# YOUR TASK
Add 105 to every pixel coordinate in the answers, and write the lines out again with the requests included. Do this only for the part of the records that opens with the line containing "car, as pixel coordinates." and runs through the end of the records, with both ends included.

___

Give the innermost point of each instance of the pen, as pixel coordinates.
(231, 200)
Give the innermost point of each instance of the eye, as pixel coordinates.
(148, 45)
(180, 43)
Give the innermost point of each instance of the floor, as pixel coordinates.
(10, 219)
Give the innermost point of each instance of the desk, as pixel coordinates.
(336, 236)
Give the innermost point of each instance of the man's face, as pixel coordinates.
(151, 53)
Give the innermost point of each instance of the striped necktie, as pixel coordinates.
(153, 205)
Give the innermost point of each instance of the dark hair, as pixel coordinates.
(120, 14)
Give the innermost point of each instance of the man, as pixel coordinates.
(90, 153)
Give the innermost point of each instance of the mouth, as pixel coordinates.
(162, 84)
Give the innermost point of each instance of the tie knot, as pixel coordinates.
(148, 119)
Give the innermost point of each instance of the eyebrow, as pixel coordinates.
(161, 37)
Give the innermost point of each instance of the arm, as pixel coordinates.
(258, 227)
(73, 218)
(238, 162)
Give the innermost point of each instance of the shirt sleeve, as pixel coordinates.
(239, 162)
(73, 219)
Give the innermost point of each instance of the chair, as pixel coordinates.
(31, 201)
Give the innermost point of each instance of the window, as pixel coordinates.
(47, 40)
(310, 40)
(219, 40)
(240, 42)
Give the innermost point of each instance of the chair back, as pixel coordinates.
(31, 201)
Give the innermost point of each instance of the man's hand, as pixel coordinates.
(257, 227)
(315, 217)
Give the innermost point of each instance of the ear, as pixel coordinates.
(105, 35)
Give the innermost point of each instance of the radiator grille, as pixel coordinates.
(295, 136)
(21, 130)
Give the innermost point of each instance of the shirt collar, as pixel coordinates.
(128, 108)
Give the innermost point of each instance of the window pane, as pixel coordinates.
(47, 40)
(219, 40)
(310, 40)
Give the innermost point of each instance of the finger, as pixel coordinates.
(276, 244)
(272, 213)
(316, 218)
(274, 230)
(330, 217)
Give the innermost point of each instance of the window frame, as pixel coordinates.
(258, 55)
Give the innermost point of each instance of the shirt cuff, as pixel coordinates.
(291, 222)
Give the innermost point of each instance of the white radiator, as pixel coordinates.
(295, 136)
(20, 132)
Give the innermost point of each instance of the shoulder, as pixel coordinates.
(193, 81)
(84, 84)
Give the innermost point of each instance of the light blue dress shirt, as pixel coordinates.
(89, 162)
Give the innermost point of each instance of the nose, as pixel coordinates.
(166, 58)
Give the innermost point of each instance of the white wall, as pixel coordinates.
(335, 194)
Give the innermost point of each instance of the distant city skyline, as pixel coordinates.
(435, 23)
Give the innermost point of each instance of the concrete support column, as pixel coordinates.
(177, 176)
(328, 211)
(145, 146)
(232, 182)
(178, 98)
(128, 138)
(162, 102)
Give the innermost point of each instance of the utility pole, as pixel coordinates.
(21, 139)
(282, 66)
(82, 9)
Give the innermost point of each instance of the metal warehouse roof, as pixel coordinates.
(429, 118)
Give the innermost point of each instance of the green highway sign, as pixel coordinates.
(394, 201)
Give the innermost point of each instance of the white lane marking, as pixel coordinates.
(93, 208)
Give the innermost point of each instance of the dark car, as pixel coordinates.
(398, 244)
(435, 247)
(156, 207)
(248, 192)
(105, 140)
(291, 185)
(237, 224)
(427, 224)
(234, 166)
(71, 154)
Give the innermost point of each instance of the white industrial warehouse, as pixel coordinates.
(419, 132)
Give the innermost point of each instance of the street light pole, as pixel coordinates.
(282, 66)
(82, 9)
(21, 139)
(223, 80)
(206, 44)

___

# COMPLETED EXERCISE
Give the innermost point of each instance of the dark car, as pixel coordinates.
(503, 349)
(540, 352)
(261, 312)
(353, 297)
(210, 245)
(396, 290)
(342, 329)
(532, 329)
(339, 271)
(176, 259)
Give the innermost point of each instance of the white industrial warehouse, as pixel coordinates.
(524, 237)
Give the innermost point of each instance of the street light pole, as pixel coordinates.
(387, 171)
(187, 114)
(126, 244)
(328, 185)
(311, 149)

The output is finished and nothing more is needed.